[START Source text]

• Living vs. blogging

    I haven’t been blogging much lately, and the reason is simple: I’m too busy living to write about living :o)

    The happy at work project is going so well, that it’s taking up all my time right now, I could fill page after page with all the good stuff that’s happening for us right now, but in brief:
    * The “happy at work” game is finished – and we immediately sold the first 10 copies.
    * We’ve moved into our new offices – they rock!
    * We’re planning yet another Happy at Work Conference – June 2nd at Basecamp.
    * We’re meeting new friends, partners and customers everywhere we go.
    * We hired Mette Nygaard Olsen to work full time.
    * There’s a new Happy at Work Website coming real soon now.
    * We just agreed on our biggest contract so far with a huge international customer.

    Phew! I think this will be a very interesting year :o)


  • Epicurus

    While I’m recovering from an intense but seemingly short-lived cold, I got out the TV and this morning I stumbled on a british documentary about the greek philosopher Epicurus. He lived from 341-270 BCE on the island of Samos, and did a lot of thinking on the subject of personal happiness, ie. what do we really need to be happy? His thinking is amazingly relevant here 2000 years later.

    One thing he came up with was:

    …the so-called ‘four-part cure’, the Epicurean remedy for the epidemic sickness of human anxiety; as a later Epicurean puts it, “Don’t fear god, don’t worry about death; what’s good is easy to get, and what’s terrible is easy to endure.”

    I like these four principles – following them will keep you safely grounded in the life you’re living right now, and strengthen your ability to believe that “everything will work out just fine”. While this belief may be right or wrong, it does tend to instill people with a confidence and serenity, that better allows them to make things turn out right.

    Epicurus emphasized pleasure – in moderation. Fine foods, sure, but no more than you need. He believed, that we don’t need much to be happy – mostly friends and contemplation (philosophy). There’s an excellent and comprehensive Epicurus reference at epicurus.info.


  • Shared space – in traffic and at work

    Danish media have been kicking up a storm lately about all the anarchistic bicycle riders (primarily in Copenhagen) who ignore traffic rules. The debate has been founded on an interesting but unstated premise that traffic safety comes from always following the rules. As long as you go by the book, nothin bad can happen to you.

    Well, according to this NYTimes article, dutch traffic engineer Hans Monderman has a rather different approach: Throw away the book. He designed:

    a busy intersection in the center of town… Not only was it virtually naked, stripped of all lights, signs and road markings, but there was no division between road and sidewalk. It was, basically, a bare brick square.

[END Source text]

In the blog posts above, copy the passage from "The happy at" to "first 10 copies." word for word.

[START Records supplied]

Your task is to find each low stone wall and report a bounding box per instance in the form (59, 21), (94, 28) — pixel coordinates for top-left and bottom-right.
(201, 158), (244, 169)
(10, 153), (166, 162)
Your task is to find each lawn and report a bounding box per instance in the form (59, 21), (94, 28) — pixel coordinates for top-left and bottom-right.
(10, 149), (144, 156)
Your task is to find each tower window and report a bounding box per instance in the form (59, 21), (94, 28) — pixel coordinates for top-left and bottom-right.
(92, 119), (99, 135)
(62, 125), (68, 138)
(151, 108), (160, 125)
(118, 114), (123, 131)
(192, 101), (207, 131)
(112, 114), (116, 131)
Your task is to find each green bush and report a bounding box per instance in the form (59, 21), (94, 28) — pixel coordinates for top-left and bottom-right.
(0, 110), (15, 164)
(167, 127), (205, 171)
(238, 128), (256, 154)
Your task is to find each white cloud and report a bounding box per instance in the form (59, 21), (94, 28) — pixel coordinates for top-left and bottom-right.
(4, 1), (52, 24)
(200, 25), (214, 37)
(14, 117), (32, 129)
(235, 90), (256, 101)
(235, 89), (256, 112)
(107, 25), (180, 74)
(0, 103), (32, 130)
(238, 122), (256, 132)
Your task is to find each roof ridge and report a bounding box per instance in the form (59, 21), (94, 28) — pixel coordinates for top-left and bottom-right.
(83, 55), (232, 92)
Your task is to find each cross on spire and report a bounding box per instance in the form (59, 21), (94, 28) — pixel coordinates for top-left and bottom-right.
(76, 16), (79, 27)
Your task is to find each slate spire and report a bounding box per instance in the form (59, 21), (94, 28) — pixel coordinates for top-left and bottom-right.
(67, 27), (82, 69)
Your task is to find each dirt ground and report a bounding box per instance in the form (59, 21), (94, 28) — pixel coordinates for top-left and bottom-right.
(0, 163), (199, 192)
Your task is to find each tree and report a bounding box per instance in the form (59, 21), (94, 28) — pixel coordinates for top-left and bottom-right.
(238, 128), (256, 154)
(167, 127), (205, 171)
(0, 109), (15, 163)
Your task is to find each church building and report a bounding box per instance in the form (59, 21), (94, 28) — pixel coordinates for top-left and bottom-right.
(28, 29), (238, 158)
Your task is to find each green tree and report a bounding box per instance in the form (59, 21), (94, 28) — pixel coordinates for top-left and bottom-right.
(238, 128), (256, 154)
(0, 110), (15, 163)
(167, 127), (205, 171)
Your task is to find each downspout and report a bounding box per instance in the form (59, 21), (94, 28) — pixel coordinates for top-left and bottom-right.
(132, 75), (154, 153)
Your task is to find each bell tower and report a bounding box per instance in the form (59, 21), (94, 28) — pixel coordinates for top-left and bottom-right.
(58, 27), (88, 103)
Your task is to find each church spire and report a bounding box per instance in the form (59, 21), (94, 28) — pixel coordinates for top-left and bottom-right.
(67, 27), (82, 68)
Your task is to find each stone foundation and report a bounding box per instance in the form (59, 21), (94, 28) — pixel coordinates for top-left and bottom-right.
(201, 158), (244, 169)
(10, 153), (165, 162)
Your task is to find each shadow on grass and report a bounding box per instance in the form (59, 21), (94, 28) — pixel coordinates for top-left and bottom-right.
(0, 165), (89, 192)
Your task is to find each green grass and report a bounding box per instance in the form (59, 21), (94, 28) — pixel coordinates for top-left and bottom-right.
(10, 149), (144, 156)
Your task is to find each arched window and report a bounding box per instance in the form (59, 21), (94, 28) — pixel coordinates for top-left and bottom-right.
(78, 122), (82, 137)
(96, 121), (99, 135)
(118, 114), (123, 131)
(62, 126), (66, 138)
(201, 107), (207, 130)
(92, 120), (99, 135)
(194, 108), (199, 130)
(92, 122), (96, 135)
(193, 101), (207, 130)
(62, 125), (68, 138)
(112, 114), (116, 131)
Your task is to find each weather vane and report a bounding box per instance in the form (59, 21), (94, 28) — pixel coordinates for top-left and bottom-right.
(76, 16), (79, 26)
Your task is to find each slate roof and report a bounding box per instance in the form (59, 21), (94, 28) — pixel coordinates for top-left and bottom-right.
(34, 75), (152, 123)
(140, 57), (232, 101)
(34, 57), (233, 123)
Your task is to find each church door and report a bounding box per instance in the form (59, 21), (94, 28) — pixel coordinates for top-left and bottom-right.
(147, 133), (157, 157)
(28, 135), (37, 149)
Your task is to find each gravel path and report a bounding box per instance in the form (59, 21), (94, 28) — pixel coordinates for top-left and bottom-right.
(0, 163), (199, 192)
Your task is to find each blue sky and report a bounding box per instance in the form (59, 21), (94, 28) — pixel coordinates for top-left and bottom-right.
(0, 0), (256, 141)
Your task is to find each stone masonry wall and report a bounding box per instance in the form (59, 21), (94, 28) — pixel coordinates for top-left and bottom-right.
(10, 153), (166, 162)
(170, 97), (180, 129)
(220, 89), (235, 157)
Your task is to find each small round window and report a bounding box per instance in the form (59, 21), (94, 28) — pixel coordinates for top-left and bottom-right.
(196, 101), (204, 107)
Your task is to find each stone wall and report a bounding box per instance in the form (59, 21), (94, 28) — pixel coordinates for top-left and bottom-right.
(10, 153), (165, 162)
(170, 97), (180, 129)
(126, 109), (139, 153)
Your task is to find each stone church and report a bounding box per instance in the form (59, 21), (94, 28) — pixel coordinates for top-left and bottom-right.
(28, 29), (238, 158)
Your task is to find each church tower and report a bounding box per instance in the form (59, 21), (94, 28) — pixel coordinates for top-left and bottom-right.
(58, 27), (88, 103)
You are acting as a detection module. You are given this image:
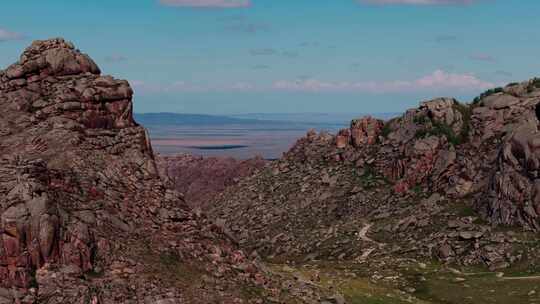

[END Records supplied]

▶ **Exercise result**:
The happy at work project is going so well, that it’s taking up all my time right now, I could fill page after page with all the good stuff that’s happening for us right now, but in brief:
    * The “happy at work” game is finished – and we immediately sold the first 10 copies.